(Stored data entries)
*****
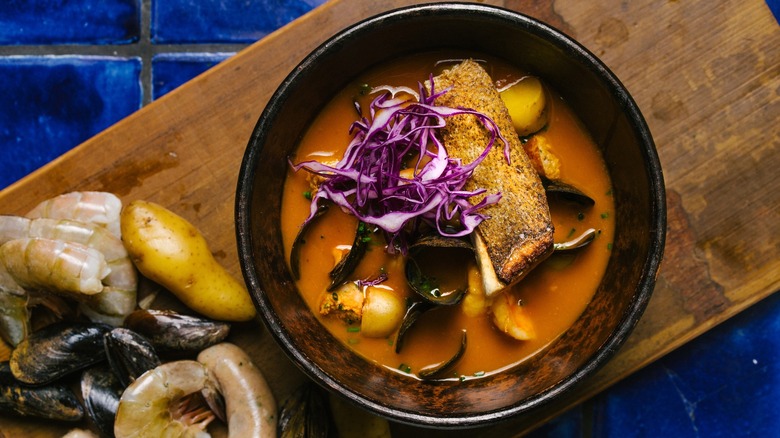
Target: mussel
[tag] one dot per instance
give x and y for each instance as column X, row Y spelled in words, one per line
column 129, row 354
column 421, row 276
column 423, row 280
column 53, row 402
column 101, row 390
column 300, row 240
column 349, row 262
column 306, row 413
column 58, row 350
column 169, row 331
column 438, row 370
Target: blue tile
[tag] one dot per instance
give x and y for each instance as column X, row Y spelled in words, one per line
column 774, row 6
column 48, row 105
column 169, row 70
column 218, row 21
column 725, row 383
column 70, row 22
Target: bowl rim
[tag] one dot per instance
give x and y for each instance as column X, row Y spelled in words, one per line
column 644, row 287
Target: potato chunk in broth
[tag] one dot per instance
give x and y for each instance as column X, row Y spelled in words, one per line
column 550, row 298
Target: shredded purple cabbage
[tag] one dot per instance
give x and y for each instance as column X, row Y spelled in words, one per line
column 368, row 183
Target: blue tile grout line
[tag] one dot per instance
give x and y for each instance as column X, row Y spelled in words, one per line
column 143, row 49
column 109, row 58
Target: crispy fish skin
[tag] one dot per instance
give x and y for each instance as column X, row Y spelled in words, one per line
column 519, row 233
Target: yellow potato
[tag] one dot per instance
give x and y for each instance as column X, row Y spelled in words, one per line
column 527, row 103
column 383, row 311
column 169, row 250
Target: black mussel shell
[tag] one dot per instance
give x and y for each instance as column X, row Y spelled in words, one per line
column 349, row 262
column 58, row 350
column 52, row 402
column 300, row 240
column 306, row 413
column 438, row 370
column 169, row 331
column 424, row 283
column 413, row 311
column 580, row 241
column 101, row 391
column 556, row 188
column 129, row 354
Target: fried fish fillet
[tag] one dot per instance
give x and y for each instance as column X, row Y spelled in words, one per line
column 519, row 233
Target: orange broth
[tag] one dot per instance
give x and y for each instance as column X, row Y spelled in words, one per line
column 554, row 294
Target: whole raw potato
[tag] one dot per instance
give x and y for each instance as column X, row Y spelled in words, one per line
column 169, row 250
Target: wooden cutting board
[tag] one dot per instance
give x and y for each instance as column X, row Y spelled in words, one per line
column 705, row 75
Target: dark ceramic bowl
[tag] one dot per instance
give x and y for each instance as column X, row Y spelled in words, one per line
column 596, row 96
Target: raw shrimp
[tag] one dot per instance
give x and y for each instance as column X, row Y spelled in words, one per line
column 510, row 317
column 250, row 405
column 71, row 269
column 153, row 405
column 119, row 296
column 100, row 208
column 14, row 316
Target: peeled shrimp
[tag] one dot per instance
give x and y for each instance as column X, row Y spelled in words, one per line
column 152, row 405
column 119, row 296
column 510, row 317
column 250, row 406
column 14, row 316
column 71, row 269
column 100, row 208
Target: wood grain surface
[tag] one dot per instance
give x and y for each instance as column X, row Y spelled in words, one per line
column 705, row 74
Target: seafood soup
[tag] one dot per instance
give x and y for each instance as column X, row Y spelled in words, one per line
column 498, row 329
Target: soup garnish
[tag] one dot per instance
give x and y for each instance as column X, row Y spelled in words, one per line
column 409, row 253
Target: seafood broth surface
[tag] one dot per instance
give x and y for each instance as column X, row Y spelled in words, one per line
column 553, row 295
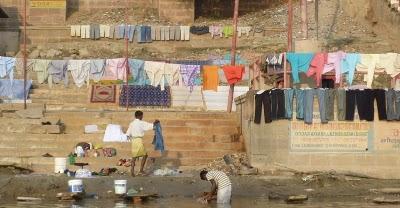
*****
Lines above that contain the string "potato" make up the answer.

Target: potato chunk in broth
Target: yellow potato
Target: whole raw potato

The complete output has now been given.